Data in this exercise
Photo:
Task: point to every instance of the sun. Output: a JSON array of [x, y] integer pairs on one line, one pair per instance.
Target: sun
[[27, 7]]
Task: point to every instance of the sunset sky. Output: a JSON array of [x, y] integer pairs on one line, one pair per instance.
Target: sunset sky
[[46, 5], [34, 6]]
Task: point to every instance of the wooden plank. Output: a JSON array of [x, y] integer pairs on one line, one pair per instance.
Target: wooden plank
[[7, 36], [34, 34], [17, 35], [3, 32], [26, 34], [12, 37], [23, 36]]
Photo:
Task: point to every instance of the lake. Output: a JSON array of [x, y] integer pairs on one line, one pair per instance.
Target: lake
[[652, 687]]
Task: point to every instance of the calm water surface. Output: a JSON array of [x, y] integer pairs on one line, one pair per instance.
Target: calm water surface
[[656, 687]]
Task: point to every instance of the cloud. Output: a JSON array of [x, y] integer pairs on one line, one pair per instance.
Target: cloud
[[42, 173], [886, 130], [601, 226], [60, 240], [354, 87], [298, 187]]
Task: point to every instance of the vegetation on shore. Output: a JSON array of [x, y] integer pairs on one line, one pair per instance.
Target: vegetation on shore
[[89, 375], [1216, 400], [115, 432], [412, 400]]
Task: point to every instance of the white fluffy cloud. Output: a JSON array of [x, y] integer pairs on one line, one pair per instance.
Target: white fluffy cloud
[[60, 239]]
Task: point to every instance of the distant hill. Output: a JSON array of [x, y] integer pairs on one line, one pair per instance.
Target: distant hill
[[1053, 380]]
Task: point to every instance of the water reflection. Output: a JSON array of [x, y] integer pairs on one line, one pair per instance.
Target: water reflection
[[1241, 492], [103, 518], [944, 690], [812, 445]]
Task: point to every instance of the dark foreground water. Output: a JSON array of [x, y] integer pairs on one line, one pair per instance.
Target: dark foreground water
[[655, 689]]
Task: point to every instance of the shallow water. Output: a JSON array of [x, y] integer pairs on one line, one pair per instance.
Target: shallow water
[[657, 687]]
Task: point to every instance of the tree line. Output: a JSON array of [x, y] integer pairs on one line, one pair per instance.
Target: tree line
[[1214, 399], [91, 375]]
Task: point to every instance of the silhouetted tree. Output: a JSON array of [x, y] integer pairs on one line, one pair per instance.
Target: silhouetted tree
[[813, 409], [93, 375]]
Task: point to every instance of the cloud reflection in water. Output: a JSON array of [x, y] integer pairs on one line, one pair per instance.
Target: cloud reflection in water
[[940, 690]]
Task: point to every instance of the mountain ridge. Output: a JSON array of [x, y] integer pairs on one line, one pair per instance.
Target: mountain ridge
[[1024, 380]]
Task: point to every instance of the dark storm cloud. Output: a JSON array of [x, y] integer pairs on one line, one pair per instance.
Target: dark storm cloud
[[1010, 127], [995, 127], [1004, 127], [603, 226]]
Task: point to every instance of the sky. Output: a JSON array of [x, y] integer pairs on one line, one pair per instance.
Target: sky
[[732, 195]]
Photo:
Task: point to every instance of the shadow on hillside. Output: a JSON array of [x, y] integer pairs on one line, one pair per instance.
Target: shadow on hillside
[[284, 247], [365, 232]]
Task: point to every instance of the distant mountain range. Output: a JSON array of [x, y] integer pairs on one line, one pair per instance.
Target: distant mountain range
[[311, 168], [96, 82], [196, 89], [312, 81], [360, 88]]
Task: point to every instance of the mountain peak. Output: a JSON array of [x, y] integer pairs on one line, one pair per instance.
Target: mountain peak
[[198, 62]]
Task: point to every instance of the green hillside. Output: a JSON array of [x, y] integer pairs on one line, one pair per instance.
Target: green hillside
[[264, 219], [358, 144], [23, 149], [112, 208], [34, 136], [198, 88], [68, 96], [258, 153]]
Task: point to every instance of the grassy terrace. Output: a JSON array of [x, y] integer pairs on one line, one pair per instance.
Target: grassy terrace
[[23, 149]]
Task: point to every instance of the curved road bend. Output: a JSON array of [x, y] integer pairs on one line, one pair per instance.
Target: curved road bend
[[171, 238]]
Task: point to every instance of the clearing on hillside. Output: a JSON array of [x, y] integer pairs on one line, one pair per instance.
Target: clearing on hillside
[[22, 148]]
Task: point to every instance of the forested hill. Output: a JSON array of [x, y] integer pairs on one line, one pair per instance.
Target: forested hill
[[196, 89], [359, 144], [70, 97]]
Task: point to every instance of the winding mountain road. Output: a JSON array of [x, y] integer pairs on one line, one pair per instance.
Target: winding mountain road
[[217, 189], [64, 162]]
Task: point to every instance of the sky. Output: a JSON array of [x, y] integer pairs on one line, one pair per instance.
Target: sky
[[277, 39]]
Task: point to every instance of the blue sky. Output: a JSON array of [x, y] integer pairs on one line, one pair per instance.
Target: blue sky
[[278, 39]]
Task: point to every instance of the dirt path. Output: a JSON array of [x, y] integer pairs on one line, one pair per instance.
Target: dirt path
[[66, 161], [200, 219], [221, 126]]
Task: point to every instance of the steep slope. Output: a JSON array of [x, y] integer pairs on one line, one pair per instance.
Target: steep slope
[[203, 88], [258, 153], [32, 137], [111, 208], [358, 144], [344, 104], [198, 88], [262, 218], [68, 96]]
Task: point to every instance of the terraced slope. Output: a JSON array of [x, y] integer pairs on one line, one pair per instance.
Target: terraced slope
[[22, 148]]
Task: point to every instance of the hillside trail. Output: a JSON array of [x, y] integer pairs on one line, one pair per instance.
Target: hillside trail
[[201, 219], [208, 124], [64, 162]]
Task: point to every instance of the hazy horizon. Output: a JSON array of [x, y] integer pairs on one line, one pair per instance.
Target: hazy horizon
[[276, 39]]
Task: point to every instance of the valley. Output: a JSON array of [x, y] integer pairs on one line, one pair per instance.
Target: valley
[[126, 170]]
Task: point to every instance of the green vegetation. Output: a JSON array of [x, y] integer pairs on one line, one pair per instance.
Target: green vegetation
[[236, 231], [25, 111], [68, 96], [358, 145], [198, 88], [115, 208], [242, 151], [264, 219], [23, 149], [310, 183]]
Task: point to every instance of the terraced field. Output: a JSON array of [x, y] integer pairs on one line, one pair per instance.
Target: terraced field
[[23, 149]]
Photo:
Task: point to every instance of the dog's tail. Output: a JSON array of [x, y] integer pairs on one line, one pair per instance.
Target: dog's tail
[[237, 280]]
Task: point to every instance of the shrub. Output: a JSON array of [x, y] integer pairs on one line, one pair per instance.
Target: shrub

Your task
Your answer should be the lines of the records that include the word "shrub".

Solution
Task: point to every instance of the shrub. Output: a JSON array of [x, y] integer pairs on one line, one pair per instance.
Target: shrub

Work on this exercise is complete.